*** LISTING ***
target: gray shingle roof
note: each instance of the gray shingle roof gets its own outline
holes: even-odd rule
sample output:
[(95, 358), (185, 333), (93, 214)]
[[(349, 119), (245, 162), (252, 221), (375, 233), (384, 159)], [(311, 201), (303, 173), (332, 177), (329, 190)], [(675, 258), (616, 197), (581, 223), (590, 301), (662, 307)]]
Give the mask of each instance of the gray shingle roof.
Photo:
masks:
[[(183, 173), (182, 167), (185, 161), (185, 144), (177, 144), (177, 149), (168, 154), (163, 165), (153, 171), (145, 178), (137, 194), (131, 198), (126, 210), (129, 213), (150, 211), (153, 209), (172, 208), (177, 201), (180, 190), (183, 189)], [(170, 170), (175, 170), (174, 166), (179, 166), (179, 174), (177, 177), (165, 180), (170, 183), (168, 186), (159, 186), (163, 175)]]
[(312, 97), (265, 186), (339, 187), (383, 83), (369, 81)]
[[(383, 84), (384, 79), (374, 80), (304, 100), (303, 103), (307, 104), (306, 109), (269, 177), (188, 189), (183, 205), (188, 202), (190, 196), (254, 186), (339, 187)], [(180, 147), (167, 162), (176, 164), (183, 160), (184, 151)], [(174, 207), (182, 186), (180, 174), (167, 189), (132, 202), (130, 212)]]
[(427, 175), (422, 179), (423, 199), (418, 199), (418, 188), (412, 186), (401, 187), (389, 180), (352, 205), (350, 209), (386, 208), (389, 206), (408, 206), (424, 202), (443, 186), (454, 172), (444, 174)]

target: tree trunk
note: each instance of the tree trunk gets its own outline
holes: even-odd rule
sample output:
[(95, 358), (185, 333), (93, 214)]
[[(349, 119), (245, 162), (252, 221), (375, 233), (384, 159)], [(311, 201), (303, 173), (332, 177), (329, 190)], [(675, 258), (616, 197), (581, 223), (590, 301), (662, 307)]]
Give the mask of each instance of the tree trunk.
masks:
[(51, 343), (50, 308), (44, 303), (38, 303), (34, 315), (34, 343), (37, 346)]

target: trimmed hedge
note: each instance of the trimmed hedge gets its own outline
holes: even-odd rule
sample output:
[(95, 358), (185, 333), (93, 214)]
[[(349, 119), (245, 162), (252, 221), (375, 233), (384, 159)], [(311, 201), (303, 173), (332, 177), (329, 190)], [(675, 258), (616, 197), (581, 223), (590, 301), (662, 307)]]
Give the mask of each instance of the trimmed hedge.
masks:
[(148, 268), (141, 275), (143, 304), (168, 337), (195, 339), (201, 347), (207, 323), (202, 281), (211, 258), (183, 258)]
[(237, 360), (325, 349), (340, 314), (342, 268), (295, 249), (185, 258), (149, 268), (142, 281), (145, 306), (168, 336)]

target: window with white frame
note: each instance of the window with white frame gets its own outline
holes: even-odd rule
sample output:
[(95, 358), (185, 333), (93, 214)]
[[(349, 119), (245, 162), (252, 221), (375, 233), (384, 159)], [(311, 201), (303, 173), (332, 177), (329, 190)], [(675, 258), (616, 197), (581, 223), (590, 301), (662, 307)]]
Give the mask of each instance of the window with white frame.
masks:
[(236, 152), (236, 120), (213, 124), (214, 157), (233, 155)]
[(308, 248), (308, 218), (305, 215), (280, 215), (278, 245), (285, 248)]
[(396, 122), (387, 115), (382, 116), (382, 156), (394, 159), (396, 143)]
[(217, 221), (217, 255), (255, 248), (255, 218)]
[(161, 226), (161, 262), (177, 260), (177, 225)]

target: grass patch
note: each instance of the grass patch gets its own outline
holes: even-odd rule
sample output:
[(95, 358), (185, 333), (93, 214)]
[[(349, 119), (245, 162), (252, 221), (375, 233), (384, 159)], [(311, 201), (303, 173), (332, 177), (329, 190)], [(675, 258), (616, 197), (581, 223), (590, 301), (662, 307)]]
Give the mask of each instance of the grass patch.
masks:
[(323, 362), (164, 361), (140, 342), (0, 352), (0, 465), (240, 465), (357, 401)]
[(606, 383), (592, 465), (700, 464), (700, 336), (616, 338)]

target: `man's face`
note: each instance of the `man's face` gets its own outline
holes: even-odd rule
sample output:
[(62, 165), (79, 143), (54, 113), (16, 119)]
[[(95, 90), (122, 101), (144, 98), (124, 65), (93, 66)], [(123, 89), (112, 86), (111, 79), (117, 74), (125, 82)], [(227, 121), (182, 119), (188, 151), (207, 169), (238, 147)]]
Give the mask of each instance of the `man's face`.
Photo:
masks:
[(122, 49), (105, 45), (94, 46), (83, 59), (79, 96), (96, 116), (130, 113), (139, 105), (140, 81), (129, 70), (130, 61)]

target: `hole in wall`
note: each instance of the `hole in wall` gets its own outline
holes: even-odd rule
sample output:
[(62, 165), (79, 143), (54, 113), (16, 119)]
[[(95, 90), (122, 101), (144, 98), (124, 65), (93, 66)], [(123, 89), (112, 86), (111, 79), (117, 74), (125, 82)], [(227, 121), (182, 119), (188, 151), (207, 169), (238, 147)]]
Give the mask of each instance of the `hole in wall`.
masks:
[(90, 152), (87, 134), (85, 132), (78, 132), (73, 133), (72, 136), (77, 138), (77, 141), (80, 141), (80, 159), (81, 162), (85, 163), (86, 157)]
***
WRITTEN EXERCISE: Switch every "even-odd rule" in the rows above to "nonzero winding rule" and give all the lines again, leaving everything else unchanged.

FULL ANSWER:
target: gray shingle roof
note: each instance of the gray shingle roof gets its own outline
holes: nonzero winding rule
sample output:
[(95, 358), (185, 333), (93, 214)]
[[(349, 119), (245, 162), (252, 221), (375, 233), (384, 159)], [(311, 201), (303, 173), (332, 177), (329, 190)], [(675, 258), (616, 197), (581, 223), (590, 301), (662, 307)]]
Give the mask of each instance of the gray shingle roof.
Photo:
masks:
[[(183, 173), (182, 167), (185, 161), (185, 144), (177, 144), (177, 149), (168, 154), (163, 165), (153, 171), (145, 178), (137, 194), (131, 198), (126, 210), (129, 213), (150, 211), (153, 209), (172, 208), (177, 201), (180, 190), (183, 189)], [(170, 170), (175, 170), (174, 166), (179, 166), (179, 174), (177, 177), (165, 180), (170, 183), (168, 186), (159, 186), (163, 175)]]
[(312, 97), (265, 186), (339, 187), (383, 83), (369, 81)]
[[(383, 84), (384, 79), (374, 80), (304, 100), (303, 103), (307, 104), (306, 109), (269, 177), (188, 189), (183, 205), (188, 202), (190, 196), (254, 186), (339, 187)], [(180, 147), (167, 162), (176, 164), (183, 160), (184, 151)], [(174, 207), (182, 186), (180, 174), (167, 189), (132, 202), (130, 212)]]
[(427, 175), (422, 179), (423, 199), (418, 199), (418, 188), (412, 186), (401, 187), (389, 180), (352, 205), (350, 209), (386, 208), (389, 206), (408, 206), (424, 202), (443, 186), (454, 172), (444, 174)]

target: tree trunk
note: each instance of the tree trunk gets its own outline
holes: nonzero winding rule
sample output:
[(95, 358), (185, 333), (93, 214)]
[[(349, 119), (245, 162), (252, 221), (375, 233), (384, 159)], [(311, 201), (303, 173), (332, 177), (329, 190)], [(675, 258), (616, 197), (581, 223), (590, 301), (662, 307)]]
Give the mask of each instance of the tree trunk.
masks:
[(51, 343), (50, 308), (44, 303), (38, 303), (34, 315), (34, 343), (37, 346)]

target: trimmed hedge
note: each instance of the trimmed hedge gets its own outline
holes: nonzero winding rule
sample output:
[(95, 358), (185, 333), (93, 214)]
[[(349, 119), (245, 162), (252, 221), (375, 233), (384, 159)], [(311, 201), (303, 173), (332, 177), (329, 190)], [(675, 258), (616, 197), (581, 223), (590, 301), (662, 307)]]
Give the mask of each instance of the trimmed hedge.
masks:
[(148, 268), (141, 275), (143, 304), (168, 337), (195, 339), (201, 347), (207, 323), (202, 281), (211, 258), (183, 258)]
[(237, 360), (325, 349), (340, 314), (342, 268), (295, 249), (185, 258), (149, 268), (142, 281), (145, 306), (168, 336)]

target: window with white frame
note: each instance of the window with white frame gets its own outline
holes: nonzero winding rule
sample output:
[(95, 358), (185, 333), (93, 214)]
[[(349, 119), (245, 162), (252, 221), (375, 233), (384, 159)], [(311, 201), (303, 173), (332, 177), (329, 190)], [(675, 258), (616, 197), (581, 223), (590, 301), (662, 307)]]
Give the mask of each instance of the window with white frame.
masks:
[(236, 152), (236, 120), (213, 124), (214, 157), (233, 155)]
[(308, 248), (308, 218), (305, 215), (280, 215), (278, 245), (285, 248)]
[(396, 122), (387, 115), (382, 116), (382, 156), (394, 159), (396, 143)]
[(217, 221), (217, 255), (255, 248), (255, 218)]
[(161, 226), (161, 262), (177, 260), (177, 225)]

target: grass patch
note: each instance of the grass patch gets its own outline
holes: nonzero winding rule
sample output:
[(95, 358), (185, 333), (93, 214)]
[[(349, 119), (245, 162), (252, 221), (375, 233), (384, 159)], [(311, 201), (303, 173), (332, 177), (329, 190)], [(675, 258), (616, 197), (581, 223), (590, 301), (662, 307)]]
Give the mask of each instance of the grass patch.
masks:
[(323, 362), (164, 361), (140, 342), (0, 352), (0, 465), (240, 465), (357, 401)]
[(606, 383), (592, 465), (700, 464), (700, 336), (616, 338)]

target: `man's face`
note: each instance of the `man's face` gets its own outline
holes: nonzero winding rule
sample output:
[(62, 165), (79, 143), (54, 113), (16, 119)]
[[(95, 90), (122, 101), (144, 98), (124, 65), (93, 66)], [(123, 89), (112, 86), (111, 79), (117, 74), (125, 82)], [(227, 121), (182, 119), (188, 151), (207, 169), (238, 147)]]
Give the mask of each instance of the `man's face`.
Photo:
masks:
[(122, 49), (105, 45), (94, 46), (83, 59), (79, 96), (96, 116), (130, 113), (139, 105), (140, 81), (129, 70), (130, 61)]

target: `hole in wall`
note: each instance of the `hole in wall` gets its own outline
holes: nonzero winding rule
sample output:
[(62, 165), (79, 143), (54, 113), (16, 119)]
[[(95, 90), (122, 101), (144, 98), (124, 65), (93, 66)], [(123, 89), (112, 86), (111, 79), (117, 74), (125, 82)], [(227, 121), (182, 119), (188, 151), (207, 169), (238, 147)]]
Give the mask of each instance of the `hole in wall`.
masks:
[(90, 152), (87, 134), (85, 132), (78, 132), (73, 133), (72, 136), (77, 138), (77, 141), (80, 141), (80, 159), (81, 162), (85, 163), (86, 157)]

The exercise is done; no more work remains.